Written instruction: Quote each line exactly, from the line that contains "of the arena" down to the last line of the listing, and no other lines.

Stored rows:
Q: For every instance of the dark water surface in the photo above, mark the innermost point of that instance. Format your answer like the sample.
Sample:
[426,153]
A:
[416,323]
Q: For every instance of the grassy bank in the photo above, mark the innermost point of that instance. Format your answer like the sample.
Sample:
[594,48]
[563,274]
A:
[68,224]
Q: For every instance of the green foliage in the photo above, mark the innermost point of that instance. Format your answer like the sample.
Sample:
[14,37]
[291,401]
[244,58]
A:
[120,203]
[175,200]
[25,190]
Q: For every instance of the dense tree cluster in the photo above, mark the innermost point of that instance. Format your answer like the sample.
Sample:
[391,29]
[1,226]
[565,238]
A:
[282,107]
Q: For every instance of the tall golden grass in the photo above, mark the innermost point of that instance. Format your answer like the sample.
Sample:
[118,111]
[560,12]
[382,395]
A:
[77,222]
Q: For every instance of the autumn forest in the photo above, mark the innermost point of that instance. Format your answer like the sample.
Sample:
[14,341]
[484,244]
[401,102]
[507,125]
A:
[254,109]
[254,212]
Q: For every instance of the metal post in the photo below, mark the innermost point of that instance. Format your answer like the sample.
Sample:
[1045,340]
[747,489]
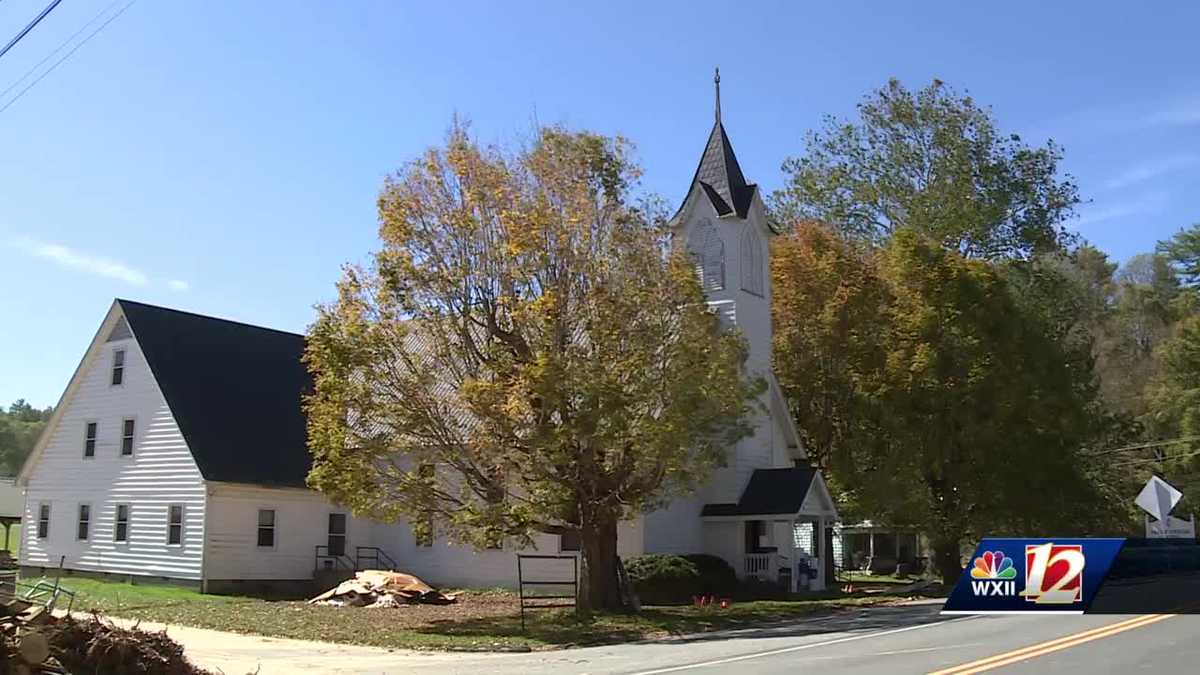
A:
[521,592]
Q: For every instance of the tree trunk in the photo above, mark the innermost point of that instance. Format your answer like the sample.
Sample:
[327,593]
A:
[599,589]
[948,557]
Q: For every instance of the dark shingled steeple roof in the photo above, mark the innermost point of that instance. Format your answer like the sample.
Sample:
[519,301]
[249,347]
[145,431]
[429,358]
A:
[719,174]
[234,390]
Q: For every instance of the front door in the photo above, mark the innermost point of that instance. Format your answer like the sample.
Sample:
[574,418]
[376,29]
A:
[337,533]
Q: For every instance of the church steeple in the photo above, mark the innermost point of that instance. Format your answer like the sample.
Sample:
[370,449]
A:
[719,174]
[717,83]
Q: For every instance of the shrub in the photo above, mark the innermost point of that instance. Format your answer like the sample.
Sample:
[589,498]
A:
[717,577]
[664,579]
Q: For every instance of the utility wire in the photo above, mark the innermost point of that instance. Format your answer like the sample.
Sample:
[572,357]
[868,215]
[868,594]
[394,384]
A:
[30,27]
[1155,460]
[59,48]
[65,57]
[1144,446]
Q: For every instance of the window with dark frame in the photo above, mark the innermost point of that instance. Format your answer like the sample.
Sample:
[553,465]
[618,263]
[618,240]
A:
[43,521]
[118,366]
[425,539]
[84,526]
[89,441]
[336,533]
[121,530]
[569,542]
[127,437]
[175,524]
[267,527]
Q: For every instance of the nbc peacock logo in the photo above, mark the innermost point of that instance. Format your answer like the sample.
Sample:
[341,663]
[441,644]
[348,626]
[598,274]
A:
[993,574]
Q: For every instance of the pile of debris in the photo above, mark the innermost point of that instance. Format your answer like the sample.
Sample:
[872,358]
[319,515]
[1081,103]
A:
[36,643]
[377,587]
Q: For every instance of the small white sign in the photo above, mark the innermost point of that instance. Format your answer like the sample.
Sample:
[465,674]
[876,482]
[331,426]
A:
[1158,497]
[1171,529]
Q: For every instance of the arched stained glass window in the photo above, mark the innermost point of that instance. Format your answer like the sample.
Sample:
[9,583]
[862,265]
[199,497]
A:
[751,262]
[707,248]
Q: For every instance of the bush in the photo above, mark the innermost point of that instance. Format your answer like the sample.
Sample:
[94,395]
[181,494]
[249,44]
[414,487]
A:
[664,579]
[717,577]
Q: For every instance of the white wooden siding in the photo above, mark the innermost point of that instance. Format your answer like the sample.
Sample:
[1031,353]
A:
[676,529]
[161,472]
[301,524]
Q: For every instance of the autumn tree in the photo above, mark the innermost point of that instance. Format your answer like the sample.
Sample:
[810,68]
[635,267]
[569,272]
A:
[525,353]
[935,400]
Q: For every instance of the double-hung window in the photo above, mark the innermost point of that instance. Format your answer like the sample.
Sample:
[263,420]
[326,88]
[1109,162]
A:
[118,368]
[89,440]
[175,524]
[267,527]
[84,525]
[336,541]
[121,529]
[127,428]
[43,520]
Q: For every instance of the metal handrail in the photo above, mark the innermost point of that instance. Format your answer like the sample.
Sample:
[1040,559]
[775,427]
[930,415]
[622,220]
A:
[339,560]
[377,554]
[522,583]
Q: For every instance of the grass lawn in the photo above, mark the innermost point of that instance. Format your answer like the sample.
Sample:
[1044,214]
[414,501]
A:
[483,620]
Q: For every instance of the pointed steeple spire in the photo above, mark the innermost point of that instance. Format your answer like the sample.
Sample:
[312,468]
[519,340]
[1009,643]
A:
[717,82]
[719,174]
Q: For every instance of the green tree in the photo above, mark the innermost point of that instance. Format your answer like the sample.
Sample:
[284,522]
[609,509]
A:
[19,430]
[933,161]
[525,353]
[957,412]
[1183,251]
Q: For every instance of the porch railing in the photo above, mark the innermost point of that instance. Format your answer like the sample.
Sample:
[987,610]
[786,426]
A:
[373,557]
[761,566]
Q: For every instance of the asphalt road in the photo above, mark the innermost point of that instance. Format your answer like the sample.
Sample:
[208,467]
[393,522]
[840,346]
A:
[912,639]
[892,641]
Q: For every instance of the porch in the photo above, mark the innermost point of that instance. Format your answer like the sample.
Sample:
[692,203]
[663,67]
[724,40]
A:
[783,529]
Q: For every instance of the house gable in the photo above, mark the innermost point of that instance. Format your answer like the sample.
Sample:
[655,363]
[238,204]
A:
[156,473]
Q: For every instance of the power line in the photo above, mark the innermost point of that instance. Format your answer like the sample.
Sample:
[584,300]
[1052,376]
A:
[65,57]
[30,27]
[1144,446]
[59,48]
[1153,460]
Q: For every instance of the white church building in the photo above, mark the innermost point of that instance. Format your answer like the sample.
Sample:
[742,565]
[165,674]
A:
[179,449]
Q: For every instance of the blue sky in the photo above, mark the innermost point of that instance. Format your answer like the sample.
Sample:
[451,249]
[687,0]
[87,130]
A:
[225,157]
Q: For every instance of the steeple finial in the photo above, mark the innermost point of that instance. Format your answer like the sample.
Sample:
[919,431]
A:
[717,82]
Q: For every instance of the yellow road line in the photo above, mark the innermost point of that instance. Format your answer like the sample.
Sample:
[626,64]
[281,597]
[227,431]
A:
[1050,646]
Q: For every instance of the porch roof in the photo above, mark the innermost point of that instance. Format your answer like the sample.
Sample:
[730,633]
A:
[771,491]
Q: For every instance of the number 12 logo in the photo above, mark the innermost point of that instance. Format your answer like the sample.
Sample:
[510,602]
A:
[1054,573]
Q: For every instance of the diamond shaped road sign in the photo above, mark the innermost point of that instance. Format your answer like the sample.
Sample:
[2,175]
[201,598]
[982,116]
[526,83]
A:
[1158,497]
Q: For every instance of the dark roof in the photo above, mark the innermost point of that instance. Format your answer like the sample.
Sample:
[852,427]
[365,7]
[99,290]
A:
[720,177]
[771,491]
[234,389]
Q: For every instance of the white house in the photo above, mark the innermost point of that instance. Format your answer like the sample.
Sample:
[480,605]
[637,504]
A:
[178,449]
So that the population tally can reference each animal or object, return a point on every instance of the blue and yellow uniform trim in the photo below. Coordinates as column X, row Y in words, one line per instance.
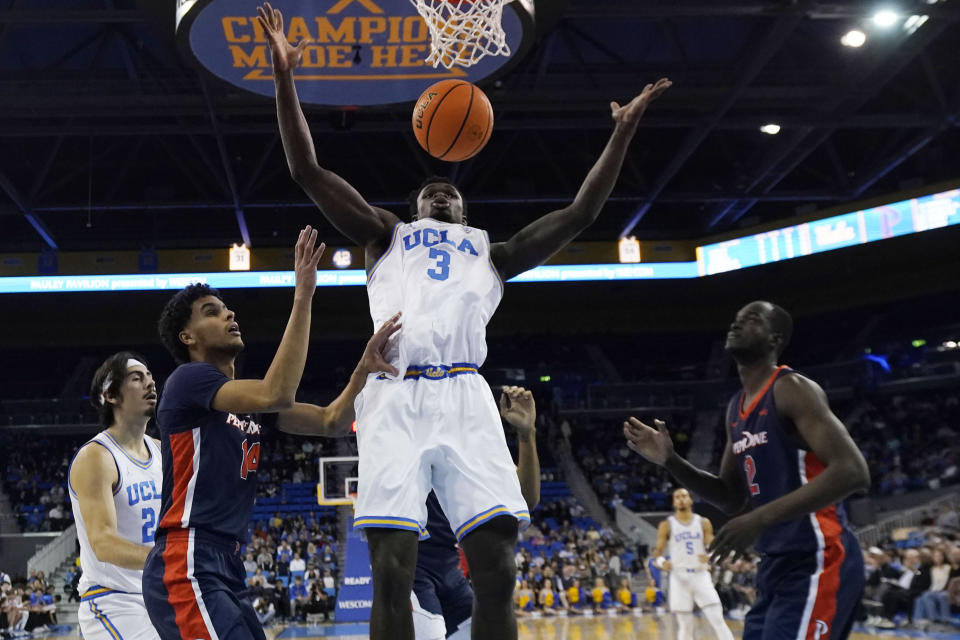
column 390, row 522
column 95, row 591
column 437, row 371
column 89, row 596
column 489, row 514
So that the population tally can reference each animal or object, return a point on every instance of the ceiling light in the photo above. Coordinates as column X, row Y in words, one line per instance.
column 913, row 23
column 885, row 18
column 854, row 38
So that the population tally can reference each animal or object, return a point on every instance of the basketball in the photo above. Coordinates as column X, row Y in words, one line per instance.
column 452, row 120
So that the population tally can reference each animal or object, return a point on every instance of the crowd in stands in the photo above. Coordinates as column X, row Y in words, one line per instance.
column 27, row 607
column 914, row 579
column 35, row 478
column 568, row 562
column 910, row 441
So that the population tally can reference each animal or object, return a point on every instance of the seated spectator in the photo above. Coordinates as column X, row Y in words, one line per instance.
column 264, row 609
column 523, row 599
column 298, row 597
column 913, row 580
column 297, row 564
column 318, row 602
column 601, row 596
column 549, row 602
column 626, row 599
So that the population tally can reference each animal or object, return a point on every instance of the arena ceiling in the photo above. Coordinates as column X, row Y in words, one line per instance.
column 108, row 139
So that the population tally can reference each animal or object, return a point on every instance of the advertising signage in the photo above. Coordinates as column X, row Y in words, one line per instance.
column 363, row 52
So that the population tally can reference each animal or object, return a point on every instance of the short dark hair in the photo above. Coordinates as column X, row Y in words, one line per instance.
column 114, row 370
column 176, row 315
column 781, row 322
column 412, row 198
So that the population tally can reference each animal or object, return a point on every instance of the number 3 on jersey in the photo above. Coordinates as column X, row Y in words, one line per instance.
column 751, row 468
column 442, row 270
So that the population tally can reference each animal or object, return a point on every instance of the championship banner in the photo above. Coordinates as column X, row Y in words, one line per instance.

In response:
So that the population tally can reference each animal or object, return a point on every instance of the arena ceiling in the photo above. Coordinates as column X, row Y in words, one line per instance.
column 108, row 139
So that the population tally can reference each animal or object, return a point on every instance of the advertising signage in the photo above. Coordinates as column X, row Y in words, one line per instance.
column 363, row 52
So that the population tally can reference each animal or object, return a point on every instance of the short dark hair in the photo above. Coordinates as column X, row Y in words, one line per instance.
column 114, row 370
column 176, row 315
column 781, row 322
column 412, row 198
So that the population tally can reference each animal or object, return a point on every instance of the number 3 on jersey in the photo above. Coordinates as column X, row Y in words, one line per instance.
column 751, row 468
column 442, row 270
So that the population tally can reference each animal or object, return a point on every instance of the championship banner in the photo above. Coordinates as column X, row Y in words, one line per instance.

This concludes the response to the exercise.